• YOUR INSTRUCTIONS
Copy out each line of the items below that contains the string "white". Count a line only when its letters match the string in case.

• RECORDED INFORMATION
-- start --

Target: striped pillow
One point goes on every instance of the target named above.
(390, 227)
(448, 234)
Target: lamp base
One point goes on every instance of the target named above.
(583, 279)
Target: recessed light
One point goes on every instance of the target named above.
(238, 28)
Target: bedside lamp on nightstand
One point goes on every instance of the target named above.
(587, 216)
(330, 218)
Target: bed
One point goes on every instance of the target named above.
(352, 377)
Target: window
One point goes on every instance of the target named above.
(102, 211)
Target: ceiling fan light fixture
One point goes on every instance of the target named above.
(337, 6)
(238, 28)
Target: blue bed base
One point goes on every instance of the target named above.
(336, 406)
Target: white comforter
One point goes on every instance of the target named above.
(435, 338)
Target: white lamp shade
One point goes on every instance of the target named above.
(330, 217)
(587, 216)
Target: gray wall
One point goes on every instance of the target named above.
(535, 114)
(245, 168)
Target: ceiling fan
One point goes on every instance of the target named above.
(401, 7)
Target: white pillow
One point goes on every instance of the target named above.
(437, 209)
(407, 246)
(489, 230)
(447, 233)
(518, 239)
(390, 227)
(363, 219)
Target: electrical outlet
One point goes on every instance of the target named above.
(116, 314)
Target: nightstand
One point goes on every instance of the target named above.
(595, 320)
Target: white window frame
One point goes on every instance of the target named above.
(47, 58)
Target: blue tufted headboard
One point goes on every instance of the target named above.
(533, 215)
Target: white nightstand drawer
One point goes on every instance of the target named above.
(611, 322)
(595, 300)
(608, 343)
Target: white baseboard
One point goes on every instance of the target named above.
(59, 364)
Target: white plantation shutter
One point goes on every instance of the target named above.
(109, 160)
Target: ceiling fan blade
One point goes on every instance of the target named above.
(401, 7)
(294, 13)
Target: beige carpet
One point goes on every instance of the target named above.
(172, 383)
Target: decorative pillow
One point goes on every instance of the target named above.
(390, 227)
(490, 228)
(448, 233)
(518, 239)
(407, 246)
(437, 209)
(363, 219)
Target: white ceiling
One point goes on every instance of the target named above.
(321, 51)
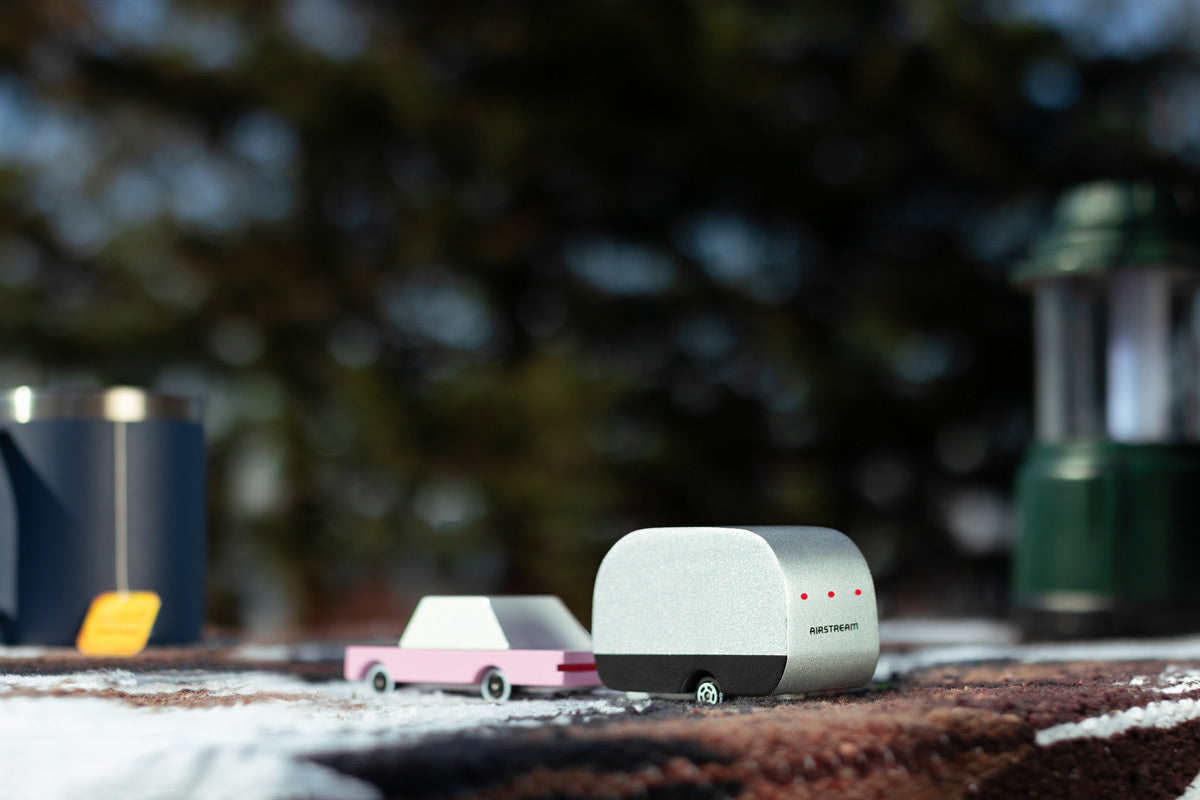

-- end --

• REPLY
Target: white comforter
Target: white lamp shade
Target: white pillow
Target: white window frame
Target: white nightstand drawer
Target: white baseboard
Target: white plantation shutter
Target: white ceiling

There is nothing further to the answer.